**GOAL OF THE EXERCISE**
Copy the lines that follow, keeping every character the same.

[Dataset records about object locations]
►

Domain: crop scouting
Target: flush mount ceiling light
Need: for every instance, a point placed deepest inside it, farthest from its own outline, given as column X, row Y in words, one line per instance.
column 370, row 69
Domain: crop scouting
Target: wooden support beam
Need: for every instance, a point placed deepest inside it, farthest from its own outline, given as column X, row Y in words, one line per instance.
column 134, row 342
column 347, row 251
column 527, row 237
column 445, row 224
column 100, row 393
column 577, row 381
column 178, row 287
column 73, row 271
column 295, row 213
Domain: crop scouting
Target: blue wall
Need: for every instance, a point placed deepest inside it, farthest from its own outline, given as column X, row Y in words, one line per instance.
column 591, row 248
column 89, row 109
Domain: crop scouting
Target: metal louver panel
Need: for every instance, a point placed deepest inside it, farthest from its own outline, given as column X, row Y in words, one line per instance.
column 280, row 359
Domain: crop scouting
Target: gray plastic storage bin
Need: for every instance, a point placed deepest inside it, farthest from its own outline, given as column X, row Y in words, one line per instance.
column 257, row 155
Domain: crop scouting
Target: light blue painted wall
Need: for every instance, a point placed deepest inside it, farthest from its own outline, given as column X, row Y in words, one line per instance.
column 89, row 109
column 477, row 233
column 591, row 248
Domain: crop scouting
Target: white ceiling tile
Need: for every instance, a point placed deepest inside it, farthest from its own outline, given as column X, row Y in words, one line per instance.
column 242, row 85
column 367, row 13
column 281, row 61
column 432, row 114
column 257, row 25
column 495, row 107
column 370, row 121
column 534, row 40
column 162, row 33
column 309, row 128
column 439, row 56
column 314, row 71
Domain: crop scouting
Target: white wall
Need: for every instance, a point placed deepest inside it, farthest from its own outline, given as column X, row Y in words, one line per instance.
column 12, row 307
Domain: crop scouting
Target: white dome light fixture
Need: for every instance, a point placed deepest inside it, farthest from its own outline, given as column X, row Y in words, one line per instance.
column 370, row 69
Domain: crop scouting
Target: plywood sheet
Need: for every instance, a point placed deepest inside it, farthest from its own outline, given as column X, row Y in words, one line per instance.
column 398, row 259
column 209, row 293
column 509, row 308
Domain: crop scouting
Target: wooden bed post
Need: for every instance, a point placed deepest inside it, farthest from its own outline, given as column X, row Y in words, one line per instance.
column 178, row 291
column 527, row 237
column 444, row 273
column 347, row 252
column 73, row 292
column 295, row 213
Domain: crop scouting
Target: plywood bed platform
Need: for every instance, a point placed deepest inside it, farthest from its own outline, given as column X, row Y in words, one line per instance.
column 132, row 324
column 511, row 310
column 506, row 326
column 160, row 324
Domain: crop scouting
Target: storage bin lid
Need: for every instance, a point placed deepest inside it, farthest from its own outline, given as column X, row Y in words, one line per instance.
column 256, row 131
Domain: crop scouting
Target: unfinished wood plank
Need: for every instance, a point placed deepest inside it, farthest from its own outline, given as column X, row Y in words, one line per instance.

◄

**EXERCISE SOLUTION**
Domain: crop scouting
Target: flush mount ceiling light
Need: for every instance, a point placed deepest inside it, farthest from its own outline, given as column X, row Y in words, one line per instance.
column 370, row 69
Domain: crop scouting
Target: wooden support beam
Need: for every instance, a point placed deepest inside it, farthest from its own outline, given as column X, row Y in words, one line per instance.
column 134, row 342
column 347, row 251
column 527, row 237
column 445, row 224
column 100, row 393
column 577, row 381
column 178, row 287
column 73, row 271
column 295, row 213
Domain: crop scouting
Target: blue wall
Need: for every instance, a point placed deepest inside it, farthest from its own outline, given as column X, row Y in words, one line per instance.
column 591, row 248
column 89, row 109
Domain: crop scouting
Target: metal louver panel
Need: for every instance, a point placed deepest inside it, farthest from its own outline, given as column X, row Y in words, one line per instance.
column 280, row 359
Domain: crop scouting
Target: gray plastic storage bin
Need: for every instance, a point placed deepest inside it, farthest from its own outline, given as column X, row Y in words, one line per instance.
column 257, row 155
Domain: crop scouting
Target: light blue painted wall
Need: for every instance, a point placed deepest inside it, farthest from its own outline, given as column X, row Y in words, one line per instance.
column 89, row 109
column 477, row 233
column 591, row 248
Domain: crop scouting
Target: white ceiling tile
Need: for every instance, a point placed deepest inside it, farthest from its own outline, given as column X, row Y in words, one line per instance.
column 242, row 85
column 367, row 13
column 281, row 61
column 432, row 114
column 257, row 25
column 495, row 107
column 370, row 121
column 534, row 40
column 162, row 33
column 309, row 128
column 439, row 56
column 314, row 71
Domain: crop scouting
Target: white wall
Need: for every instance, a point placed deepest inside it, farthest from its own outline, given as column X, row Y in words, one line per instance.
column 12, row 307
Domain: crop scouting
Target: white dome light fixture
Need: for every instance, a point placed deepest inside it, farthest from its own outline, given as column X, row Y in words, one line per instance.
column 370, row 69
Domain: crop scouting
Target: plywood sheet
Need: for every instance, a point placed deepest inside it, farthest from its own outline, given as column X, row Y in words, one line per instance.
column 398, row 259
column 209, row 293
column 509, row 308
Domain: crop scouting
Target: wooden bed post
Need: for every instance, a point placed deepest inside it, farthest from its own outline, given as column X, row Y in words, one line per instance.
column 178, row 291
column 527, row 237
column 444, row 273
column 347, row 252
column 73, row 292
column 295, row 213
Domain: crop scouting
Target: plywood bed platform
Need: for every instance, a point placed deepest inside it, farthest from its own outline, given as column X, row Y in words, one line per instance.
column 132, row 324
column 511, row 310
column 506, row 326
column 160, row 324
Domain: crop scouting
Target: storage bin lid
Need: for every instance, a point placed deepest inside it, farthest from its own outline, given as column X, row Y in words, one line per instance.
column 256, row 131
Domain: crop scouting
Target: unfinished wood plank
Need: for every instance, a point placed deepest inside it, farthest from its own outline, given as column X, row Y in words, one line per instance.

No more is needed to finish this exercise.